## [Consignes]
1. D'après le texte sur les pesticides, pourquoi faut-il prévoir des moyens de protection particuliers pour les enfants et les femmes enceintes ? Répondez en une à trois phrases.
2. Poursuivez le texte sur les pesticides à partir de sa dernière phrase.

## [Document source]
⟨

Il va de soi qu’un meilleur encadrement de l’utilisation des pesticides et des stratégies d’information sur ces produits s’impose. Il apparaît cependant préférable de favoriser une transition par étape supportée par des activités de sensibilisation de la population. Les modifications aux cadres actuels de gestion de l’utilisation de pesticides pour des usages esthétiques devraient particulièrement viser l’atteinte des objectifs suivants :

- Protéger les groupes les plus sensibles de la population

En raison des considérations déjà énumérées, il apparaît important de mettre en place des moyens visant à protéger les groupes plus vulnérables aux pesticides que sont les enfants et les femmes enceintes. Ces moyens devraient entre autres permettre de diminuer l’exposition involontaire dans les endroits publics comme les cours d’écoles et de garderies, les parcs et les terrains de jeux.

⟩

## [Données fournies]

⟨

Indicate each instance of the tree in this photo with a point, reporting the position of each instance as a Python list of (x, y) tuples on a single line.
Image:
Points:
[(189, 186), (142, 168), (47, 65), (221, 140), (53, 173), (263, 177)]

⟩

## [Réponses]
1. Ces moyens s'imposent parce que les enfants et les femmes enceintes forment les groupes de la population les plus vulnérables aux pesticides.

2.
- Rationaliser l’utilisation de pesticides en milieu résidentiel

Actuellement, les consommateurs peuvent recourir à des services professionnels ou effectuer les traitements eux-mêmes. Ceux-ci ont directement accès à la majorité des pesticides couramment utilisés par les firmes professionnelles, puisqu’ils sont en vente libre dans la plupart des centres-jardins et dans plusieurs magasins à grande surface. Aucun mécanisme obligatoire d’information au client n’est prévu dans les cas de la vente libre. L’utilisation des pesticides par les particuliers augmente souvent les risques d’exposition en raison d’une méconnaissance des pratiques sécuritaires qui doivent nécessairement être respectées lors de l’entreposage, de la préparation, de l’application et après l’application des pesticides. Il y aurait donc lieu de restreindre l’accès des pesticides aux consommateurs en gardant, par exemple, dans les centres de vente, les produits derrière un comptoir et en s’assurant que les vendeurs aient reçu une formation adéquate afin de conseiller leur clientèle sur les pratiques sécuritaires.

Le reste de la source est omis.